PROBLEM TO WORK ON:
Leaving out every picture, retype the lines below from the top through the one that contains "275L250 263L244 262L238".

RECORDS SHOWN:
* * * * * * * * *

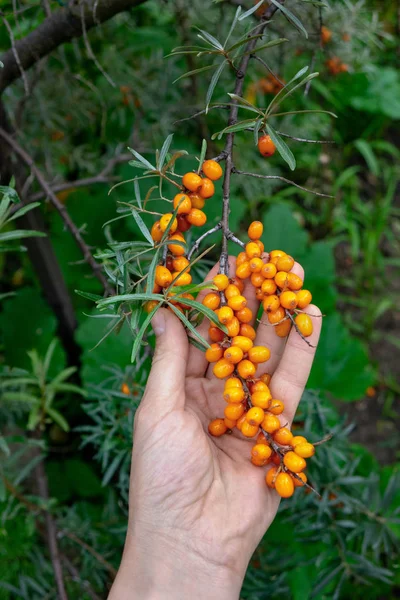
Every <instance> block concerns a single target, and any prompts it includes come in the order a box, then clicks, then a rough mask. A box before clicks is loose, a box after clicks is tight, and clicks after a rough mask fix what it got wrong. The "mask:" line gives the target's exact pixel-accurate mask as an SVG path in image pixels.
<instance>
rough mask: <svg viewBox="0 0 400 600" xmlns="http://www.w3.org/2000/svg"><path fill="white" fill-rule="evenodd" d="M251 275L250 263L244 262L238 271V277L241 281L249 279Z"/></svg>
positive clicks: (238, 266) (237, 271) (237, 272)
mask: <svg viewBox="0 0 400 600" xmlns="http://www.w3.org/2000/svg"><path fill="white" fill-rule="evenodd" d="M250 275H251V269H250V263H249V262H248V261H247V262H244V263H242V264H241V265H239V266H238V267H237V269H236V277H239V279H247V278H248V277H250Z"/></svg>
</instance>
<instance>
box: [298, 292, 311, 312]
mask: <svg viewBox="0 0 400 600" xmlns="http://www.w3.org/2000/svg"><path fill="white" fill-rule="evenodd" d="M311 300H312V295H311V292H309V291H308V290H299V291H298V292H297V308H307V306H308V305H309V304H310V302H311Z"/></svg>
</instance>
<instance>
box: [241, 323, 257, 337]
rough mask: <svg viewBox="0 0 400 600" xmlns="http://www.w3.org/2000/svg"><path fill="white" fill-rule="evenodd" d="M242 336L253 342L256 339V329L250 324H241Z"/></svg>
mask: <svg viewBox="0 0 400 600" xmlns="http://www.w3.org/2000/svg"><path fill="white" fill-rule="evenodd" d="M240 335H243V336H244V337H248V338H249V339H250V340H251V341H254V340H255V339H256V335H257V334H256V330H255V329H254V327H252V326H251V325H248V323H241V325H240Z"/></svg>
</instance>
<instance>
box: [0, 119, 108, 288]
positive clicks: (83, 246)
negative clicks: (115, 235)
mask: <svg viewBox="0 0 400 600" xmlns="http://www.w3.org/2000/svg"><path fill="white" fill-rule="evenodd" d="M0 137H2V138H3V139H4V140H5V141H6V142H7V144H8V145H9V146H10V147H11V148H12V149H13V151H14V152H15V154H17V155H18V156H19V157H20V158H21V159H22V161H23V162H24V163H25V164H26V165H27V166H28V167H29V168H30V169H31V171H32V173H33V174H34V175H35V177H36V179H37V181H38V183H39V185H40V186H41V188H42V189H43V191H44V192H45V194H46V196H48V197H49V199H50V202H51V203H52V205H53V206H54V207H55V208H56V210H57V211H58V213H59V214H60V216H61V218H62V220H63V221H64V223H65V225H66V227H67V228H68V229H69V231H70V232H71V233H72V235H73V237H74V239H75V242H76V244H77V246H78V247H79V249H80V250H81V252H82V254H83V258H84V260H85V262H87V264H88V265H89V266H90V267H91V269H92V271H93V273H94V275H95V276H96V278H97V279H98V280H99V281H100V283H101V285H102V286H103V288H104V292H105V293H106V294H111V293H112V292H113V289H112V287H111V286H110V284H109V283H108V281H107V278H106V277H105V275H104V273H103V271H102V266H101V265H100V264H99V263H98V262H97V261H96V260H95V259H94V257H93V255H92V253H91V252H90V249H89V246H88V245H87V244H86V242H85V240H84V239H83V237H82V234H81V232H80V231H79V229H78V227H77V226H76V225H75V223H74V222H73V220H72V219H71V217H70V216H69V213H68V211H67V209H66V208H65V206H64V205H63V204H61V202H60V201H59V199H58V198H57V196H56V195H55V193H54V192H53V190H52V189H51V187H50V185H49V184H48V183H47V181H46V179H45V177H44V175H43V174H42V172H41V171H40V170H39V169H38V167H37V166H36V164H35V162H34V160H33V159H32V158H31V156H30V155H29V154H28V153H27V152H26V151H25V150H24V149H23V148H21V146H20V145H19V144H18V142H16V141H15V140H14V138H13V137H12V136H11V135H9V134H8V133H6V131H4V129H1V128H0Z"/></svg>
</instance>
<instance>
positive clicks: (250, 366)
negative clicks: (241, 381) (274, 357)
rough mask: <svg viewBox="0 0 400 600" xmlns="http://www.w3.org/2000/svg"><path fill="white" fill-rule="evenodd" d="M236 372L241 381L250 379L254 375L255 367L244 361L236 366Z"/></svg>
mask: <svg viewBox="0 0 400 600" xmlns="http://www.w3.org/2000/svg"><path fill="white" fill-rule="evenodd" d="M237 371H238V373H239V375H240V377H242V379H251V377H254V375H255V372H256V367H255V365H254V364H253V363H252V362H250V361H249V360H247V359H244V360H242V361H240V363H239V364H238V366H237Z"/></svg>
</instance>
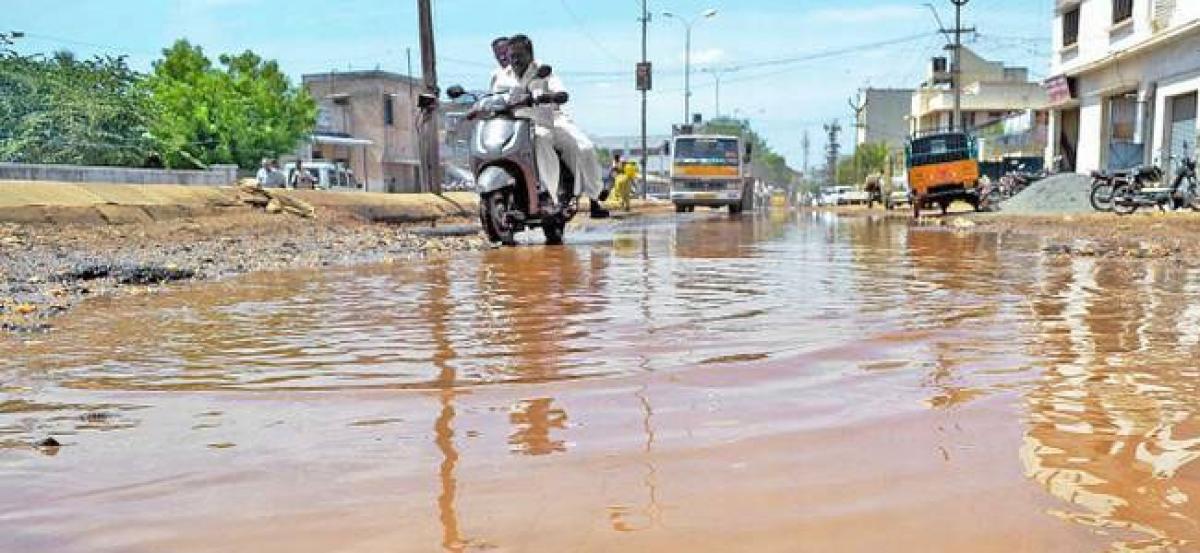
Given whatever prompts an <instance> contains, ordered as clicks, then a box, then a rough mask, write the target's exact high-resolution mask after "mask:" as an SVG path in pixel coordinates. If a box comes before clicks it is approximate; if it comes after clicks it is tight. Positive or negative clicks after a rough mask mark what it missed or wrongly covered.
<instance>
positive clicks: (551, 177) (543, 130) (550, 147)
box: [533, 125, 560, 203]
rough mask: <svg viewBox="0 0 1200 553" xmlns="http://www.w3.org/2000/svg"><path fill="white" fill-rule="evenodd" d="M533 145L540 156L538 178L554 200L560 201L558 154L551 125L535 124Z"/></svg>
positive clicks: (556, 201) (557, 201)
mask: <svg viewBox="0 0 1200 553" xmlns="http://www.w3.org/2000/svg"><path fill="white" fill-rule="evenodd" d="M533 134H534V137H533V145H534V149H535V150H536V154H535V155H536V156H538V178H539V179H541V184H542V186H545V187H546V191H547V192H550V197H551V198H552V200H553V202H556V203H557V202H558V179H559V176H560V175H559V169H558V154H557V152H556V151H554V132H553V130H551V128H550V127H544V126H541V125H534V132H533Z"/></svg>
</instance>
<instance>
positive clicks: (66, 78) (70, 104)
mask: <svg viewBox="0 0 1200 553" xmlns="http://www.w3.org/2000/svg"><path fill="white" fill-rule="evenodd" d="M152 113H154V109H152V103H151V98H150V92H149V90H148V89H146V88H145V86H144V84H143V83H142V79H140V77H139V76H138V73H136V72H133V71H132V70H131V68H130V67H128V65H127V64H126V62H125V58H113V56H106V58H98V56H97V58H94V59H91V60H84V61H80V60H78V59H76V56H74V55H73V54H71V53H70V52H59V53H55V54H53V55H52V56H49V58H44V56H19V55H4V56H0V161H8V162H20V163H71V164H86V166H133V167H140V166H143V164H144V163H145V162H146V160H148V158H150V157H151V154H152V151H154V140H152V139H151V137H150V134H149V133H148V128H149V122H150V118H151V115H152Z"/></svg>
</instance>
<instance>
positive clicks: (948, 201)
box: [905, 131, 980, 217]
mask: <svg viewBox="0 0 1200 553" xmlns="http://www.w3.org/2000/svg"><path fill="white" fill-rule="evenodd" d="M978 151H979V146H978V143H977V142H976V139H974V137H972V136H971V134H967V133H965V132H953V131H952V132H936V133H929V134H923V136H914V137H912V138H910V139H908V143H907V144H906V145H905V164H906V167H907V169H908V188H910V190H911V191H912V214H913V216H914V217H916V216H919V215H920V209H922V208H925V206H932V205H935V204H936V205H937V206H938V208H941V210H942V214H943V215H944V214H946V212H947V210H949V208H950V204H952V203H954V202H955V200H962V202H966V203H968V204H971V206H972V208H974V209H976V210H978V209H979V205H980V203H979V194H978V191H977V187H978V186H979V162H978V161H977V158H978Z"/></svg>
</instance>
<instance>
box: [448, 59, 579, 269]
mask: <svg viewBox="0 0 1200 553" xmlns="http://www.w3.org/2000/svg"><path fill="white" fill-rule="evenodd" d="M550 72H551V68H550V66H541V67H540V68H539V74H538V76H539V78H546V77H550ZM446 94H448V95H449V96H450V97H451V98H460V97H463V96H467V92H466V91H464V90H463V89H462V86H451V88H450V89H448V90H446ZM566 101H568V96H566V92H557V94H548V95H544V96H540V97H538V98H534V97H533V96H532V95H530V94H529V91H528V90H526V89H514V90H510V91H506V92H494V94H487V95H481V96H480V95H475V103H474V106H473V107H472V110H470V113H469V115H468V119H473V120H475V128H474V131H473V132H472V139H470V168H472V173H473V174H474V175H475V187H476V191H478V192H479V218H480V223H481V224H482V227H484V232H485V233H486V234H487V238H488V239H490V240H491V241H493V242H500V244H504V245H505V246H512V245H515V244H516V233H518V232H522V230H524V229H528V228H538V227H540V228H541V230H542V233H544V234H545V235H546V244H548V245H560V244H563V233H564V232H565V229H566V223H568V222H569V221H571V218H574V217H575V215H576V214H578V197H577V196H576V193H575V175H574V174H572V173H571V170H570V169H569V168H568V167H566V164H565V163H563V162H562V156H559V166H560V170H559V173H560V175H562V176H560V178H559V182H558V191H559V192H558V196H559V197H558V198H551V197H550V192H548V188H547V187H546V186H545V184H544V182H541V181H540V179H539V178H538V158H536V149H535V148H534V121H533V119H530V118H528V116H524V115H517V113H516V112H517V109H520V108H528V107H532V106H534V104H535V103H551V102H553V103H566Z"/></svg>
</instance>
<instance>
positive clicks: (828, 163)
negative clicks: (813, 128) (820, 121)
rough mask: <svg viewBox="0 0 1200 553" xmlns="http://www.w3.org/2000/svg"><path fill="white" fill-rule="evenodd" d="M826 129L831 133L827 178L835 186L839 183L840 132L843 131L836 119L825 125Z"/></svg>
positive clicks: (840, 148) (828, 133)
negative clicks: (838, 133)
mask: <svg viewBox="0 0 1200 553" xmlns="http://www.w3.org/2000/svg"><path fill="white" fill-rule="evenodd" d="M824 130H826V133H828V134H829V144H828V145H827V146H826V164H827V169H826V173H827V174H826V179H828V185H829V186H835V185H836V184H838V151H839V150H841V146H840V145H839V144H838V133H840V132H841V125H839V124H838V120H836V119H834V120H833V122H832V124H829V125H826V126H824Z"/></svg>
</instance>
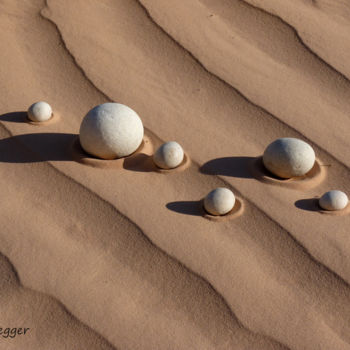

* * * * * * * * *

EXERCISE RESULT:
Every <instance> block concerns a single target, and any prompts it includes come in the order a box, then clicks, then a rough mask. A box before clicks is loose, a box after clicks is tight, and clicks after a rough mask fix what it got wrong. The "mask:" line gives the target's exact pixel-accurate mask as an SVG path in image pixels.
<instance>
rough mask: <svg viewBox="0 0 400 600" xmlns="http://www.w3.org/2000/svg"><path fill="white" fill-rule="evenodd" d="M251 275L250 263L244 262L238 271V277L241 281L249 279Z"/></svg>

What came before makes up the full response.